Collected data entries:
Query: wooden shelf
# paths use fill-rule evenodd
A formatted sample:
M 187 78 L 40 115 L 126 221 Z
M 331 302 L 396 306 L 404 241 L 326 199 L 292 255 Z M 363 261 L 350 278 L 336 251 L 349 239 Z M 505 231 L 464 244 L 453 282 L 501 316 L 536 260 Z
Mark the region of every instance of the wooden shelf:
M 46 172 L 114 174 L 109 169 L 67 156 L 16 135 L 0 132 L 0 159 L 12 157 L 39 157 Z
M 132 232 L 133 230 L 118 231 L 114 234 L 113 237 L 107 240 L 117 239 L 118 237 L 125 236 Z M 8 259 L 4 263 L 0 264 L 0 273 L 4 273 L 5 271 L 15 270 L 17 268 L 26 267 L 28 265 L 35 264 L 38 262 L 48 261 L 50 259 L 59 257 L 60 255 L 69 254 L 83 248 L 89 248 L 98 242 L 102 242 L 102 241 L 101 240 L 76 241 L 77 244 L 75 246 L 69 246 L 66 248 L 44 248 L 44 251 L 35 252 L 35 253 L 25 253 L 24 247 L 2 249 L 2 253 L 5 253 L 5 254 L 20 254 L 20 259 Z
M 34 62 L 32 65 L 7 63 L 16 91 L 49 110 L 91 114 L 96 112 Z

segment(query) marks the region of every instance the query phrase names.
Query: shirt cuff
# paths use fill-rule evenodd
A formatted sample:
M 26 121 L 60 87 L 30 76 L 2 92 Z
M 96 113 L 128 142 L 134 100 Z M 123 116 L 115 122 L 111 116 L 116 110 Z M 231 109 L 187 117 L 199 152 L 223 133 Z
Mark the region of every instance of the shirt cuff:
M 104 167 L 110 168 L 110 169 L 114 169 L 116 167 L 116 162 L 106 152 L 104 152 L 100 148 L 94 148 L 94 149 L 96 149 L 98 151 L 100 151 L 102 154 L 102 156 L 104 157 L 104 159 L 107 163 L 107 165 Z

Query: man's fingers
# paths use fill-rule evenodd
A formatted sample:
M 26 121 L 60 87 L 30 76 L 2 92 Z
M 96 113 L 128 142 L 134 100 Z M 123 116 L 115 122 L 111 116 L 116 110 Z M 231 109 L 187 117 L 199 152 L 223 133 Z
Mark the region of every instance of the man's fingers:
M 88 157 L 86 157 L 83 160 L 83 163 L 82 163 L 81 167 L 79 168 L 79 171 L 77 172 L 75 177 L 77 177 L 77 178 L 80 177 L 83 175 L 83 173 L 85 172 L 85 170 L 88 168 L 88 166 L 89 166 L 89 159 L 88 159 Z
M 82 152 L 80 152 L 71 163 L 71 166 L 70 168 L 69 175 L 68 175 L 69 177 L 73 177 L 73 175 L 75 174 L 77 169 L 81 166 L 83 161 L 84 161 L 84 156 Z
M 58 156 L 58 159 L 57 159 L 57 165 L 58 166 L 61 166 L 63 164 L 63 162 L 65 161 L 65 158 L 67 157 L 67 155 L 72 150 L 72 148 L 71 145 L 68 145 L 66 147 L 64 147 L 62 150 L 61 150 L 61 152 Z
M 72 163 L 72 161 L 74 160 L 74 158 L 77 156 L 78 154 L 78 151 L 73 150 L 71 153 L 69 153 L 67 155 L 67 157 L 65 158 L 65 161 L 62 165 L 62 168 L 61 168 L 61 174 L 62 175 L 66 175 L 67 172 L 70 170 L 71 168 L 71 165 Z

• **Exercise**
Lay out every one of these lines as a Markdown table with two columns, Row and Line, numbering the rows and skipping blank lines.

• **Reply**
| Row | Line |
|---|---|
| 1 | Query: wooden shelf |
| 2 | # paths use fill-rule evenodd |
| 3 | A formatted sample: |
| 4 | M 187 78 L 40 115 L 126 221 Z |
| 5 | M 331 302 L 396 306 L 404 241 L 326 199 L 292 255 Z M 363 261 L 350 278 L 336 251 L 349 239 Z M 505 231 L 464 244 L 453 282 L 501 316 L 536 260 Z |
| 6 | Mark the region of every instance of the wooden shelf: |
| 7 | M 46 172 L 114 174 L 109 169 L 67 156 L 16 135 L 0 132 L 0 159 L 12 157 L 39 157 Z |
| 8 | M 132 232 L 133 230 L 118 231 L 114 234 L 113 237 L 107 240 L 117 239 L 118 237 L 125 236 Z M 8 259 L 4 263 L 0 264 L 0 273 L 4 273 L 5 271 L 15 270 L 17 268 L 26 267 L 28 265 L 35 264 L 38 262 L 48 261 L 50 259 L 59 257 L 60 255 L 69 254 L 83 248 L 89 248 L 98 242 L 102 242 L 102 241 L 101 240 L 76 241 L 77 244 L 75 246 L 69 246 L 66 248 L 44 248 L 44 251 L 35 252 L 35 253 L 25 253 L 24 247 L 2 249 L 2 253 L 5 253 L 5 254 L 20 254 L 20 259 Z |
| 9 | M 34 62 L 32 65 L 7 63 L 16 91 L 49 110 L 91 114 L 96 112 Z |
| 10 | segment(query) marks the region of every instance the query phrase names. |
| 11 | Query: shirt cuff |
| 12 | # paths use fill-rule evenodd |
| 13 | A formatted sample: |
| 14 | M 26 121 L 60 87 L 30 76 L 2 92 Z |
| 15 | M 96 113 L 128 142 L 134 100 Z M 123 116 L 115 122 L 111 116 L 116 110 Z M 231 109 L 187 117 L 199 152 L 223 133 Z |
| 16 | Mark the region of every instance of the shirt cuff: |
| 17 | M 104 167 L 110 168 L 110 169 L 114 169 L 116 167 L 116 162 L 106 152 L 104 152 L 100 148 L 94 148 L 94 149 L 96 149 L 98 151 L 100 151 L 102 154 L 102 156 L 104 157 L 104 159 L 107 163 L 107 165 Z |
| 18 | Query: man's fingers |
| 19 | # paths use fill-rule evenodd |
| 20 | A formatted sample: |
| 21 | M 26 121 L 60 87 L 30 76 L 2 92 Z |
| 22 | M 96 113 L 128 142 L 134 100 Z M 123 116 L 115 122 L 111 116 L 116 110 Z M 231 109 L 187 117 L 199 152 L 223 133 Z |
| 23 | Mark the region of every instance of the man's fingers: |
| 24 | M 88 157 L 86 157 L 83 160 L 83 163 L 82 163 L 81 167 L 79 168 L 79 171 L 77 172 L 75 177 L 77 177 L 77 178 L 80 177 L 83 175 L 83 173 L 85 172 L 85 170 L 88 168 L 88 166 L 89 166 L 89 159 L 88 159 Z |
| 25 | M 82 152 L 80 152 L 71 163 L 71 166 L 70 168 L 69 175 L 68 175 L 69 177 L 73 177 L 73 175 L 75 174 L 77 169 L 81 166 L 83 161 L 84 161 L 84 156 Z |
| 26 | M 58 156 L 58 159 L 57 159 L 57 165 L 58 166 L 61 166 L 63 164 L 63 162 L 65 161 L 65 158 L 67 157 L 67 155 L 72 150 L 72 148 L 71 145 L 68 145 L 66 147 L 64 147 L 62 150 L 61 150 L 61 152 Z |
| 27 | M 72 163 L 72 161 L 74 160 L 74 158 L 77 156 L 78 154 L 78 151 L 73 150 L 71 153 L 69 153 L 67 155 L 67 157 L 65 158 L 65 161 L 62 165 L 62 168 L 61 168 L 61 174 L 62 175 L 66 175 L 67 172 L 70 170 L 71 168 L 71 165 Z |